• _Entries supplied_

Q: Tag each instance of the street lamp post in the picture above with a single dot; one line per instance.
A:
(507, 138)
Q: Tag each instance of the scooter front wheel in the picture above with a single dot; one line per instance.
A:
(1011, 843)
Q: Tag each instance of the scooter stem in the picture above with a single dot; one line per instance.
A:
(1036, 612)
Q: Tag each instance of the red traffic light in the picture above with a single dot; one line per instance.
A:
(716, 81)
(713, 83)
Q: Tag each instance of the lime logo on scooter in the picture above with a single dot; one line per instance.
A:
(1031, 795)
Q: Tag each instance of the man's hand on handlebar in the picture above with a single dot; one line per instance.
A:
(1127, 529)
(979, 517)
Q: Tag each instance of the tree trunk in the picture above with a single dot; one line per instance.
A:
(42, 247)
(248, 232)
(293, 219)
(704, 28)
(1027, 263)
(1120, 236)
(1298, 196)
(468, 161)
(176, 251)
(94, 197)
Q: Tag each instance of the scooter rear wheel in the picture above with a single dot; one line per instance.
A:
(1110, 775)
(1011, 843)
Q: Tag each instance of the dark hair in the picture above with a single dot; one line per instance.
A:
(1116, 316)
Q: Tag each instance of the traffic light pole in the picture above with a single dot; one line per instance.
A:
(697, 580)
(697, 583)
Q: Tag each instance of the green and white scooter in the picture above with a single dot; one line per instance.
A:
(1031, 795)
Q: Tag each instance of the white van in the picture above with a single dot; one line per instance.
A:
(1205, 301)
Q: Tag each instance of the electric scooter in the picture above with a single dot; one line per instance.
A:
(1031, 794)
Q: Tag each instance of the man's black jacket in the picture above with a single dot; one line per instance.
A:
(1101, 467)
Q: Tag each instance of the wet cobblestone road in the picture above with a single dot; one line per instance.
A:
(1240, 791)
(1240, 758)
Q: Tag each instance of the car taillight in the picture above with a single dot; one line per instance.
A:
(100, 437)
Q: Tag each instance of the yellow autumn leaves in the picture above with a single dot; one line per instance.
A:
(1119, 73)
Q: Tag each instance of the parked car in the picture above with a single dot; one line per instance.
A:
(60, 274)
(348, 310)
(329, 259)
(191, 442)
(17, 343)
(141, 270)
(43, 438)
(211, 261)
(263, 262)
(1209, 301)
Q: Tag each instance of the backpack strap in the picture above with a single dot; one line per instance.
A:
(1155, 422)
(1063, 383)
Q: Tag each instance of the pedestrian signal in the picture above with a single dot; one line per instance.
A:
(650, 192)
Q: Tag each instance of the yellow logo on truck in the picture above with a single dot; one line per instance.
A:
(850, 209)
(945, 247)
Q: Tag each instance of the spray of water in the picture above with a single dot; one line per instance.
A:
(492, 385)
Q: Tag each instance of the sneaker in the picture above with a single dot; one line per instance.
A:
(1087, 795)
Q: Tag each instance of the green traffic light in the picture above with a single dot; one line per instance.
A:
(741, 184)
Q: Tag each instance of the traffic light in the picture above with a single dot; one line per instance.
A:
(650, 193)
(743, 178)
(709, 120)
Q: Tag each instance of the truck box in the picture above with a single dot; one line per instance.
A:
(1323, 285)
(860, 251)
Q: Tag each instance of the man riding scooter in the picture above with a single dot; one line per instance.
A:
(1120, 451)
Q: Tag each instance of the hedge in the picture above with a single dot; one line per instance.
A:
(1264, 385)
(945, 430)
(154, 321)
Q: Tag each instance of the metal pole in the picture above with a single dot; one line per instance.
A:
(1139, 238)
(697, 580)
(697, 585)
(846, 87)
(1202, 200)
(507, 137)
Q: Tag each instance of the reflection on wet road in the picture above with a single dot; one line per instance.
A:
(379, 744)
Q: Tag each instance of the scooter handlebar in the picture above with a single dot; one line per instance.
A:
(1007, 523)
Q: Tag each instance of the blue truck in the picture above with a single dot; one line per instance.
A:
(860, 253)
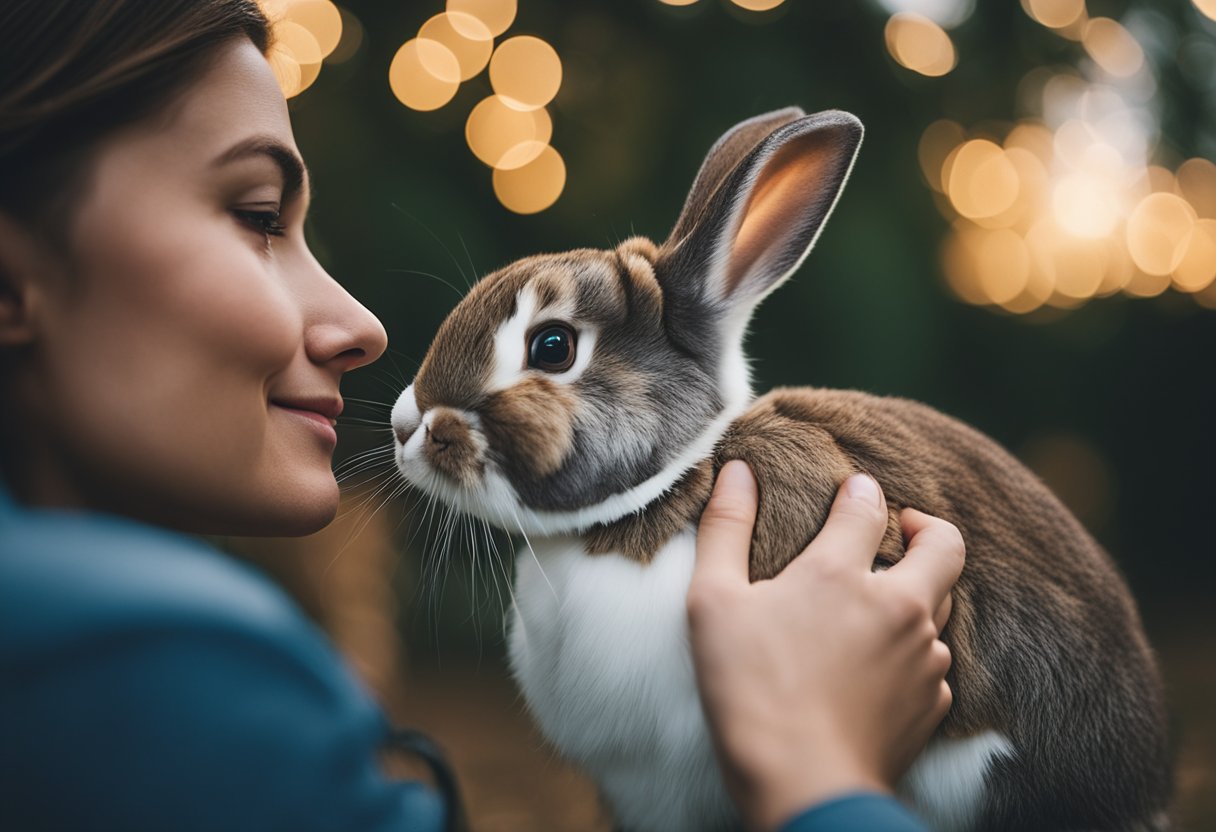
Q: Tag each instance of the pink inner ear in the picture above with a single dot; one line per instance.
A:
(788, 190)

• _Task to complete_
How many lines of the listing contain "green"? Say only that number.

• _Solution to this problem_
2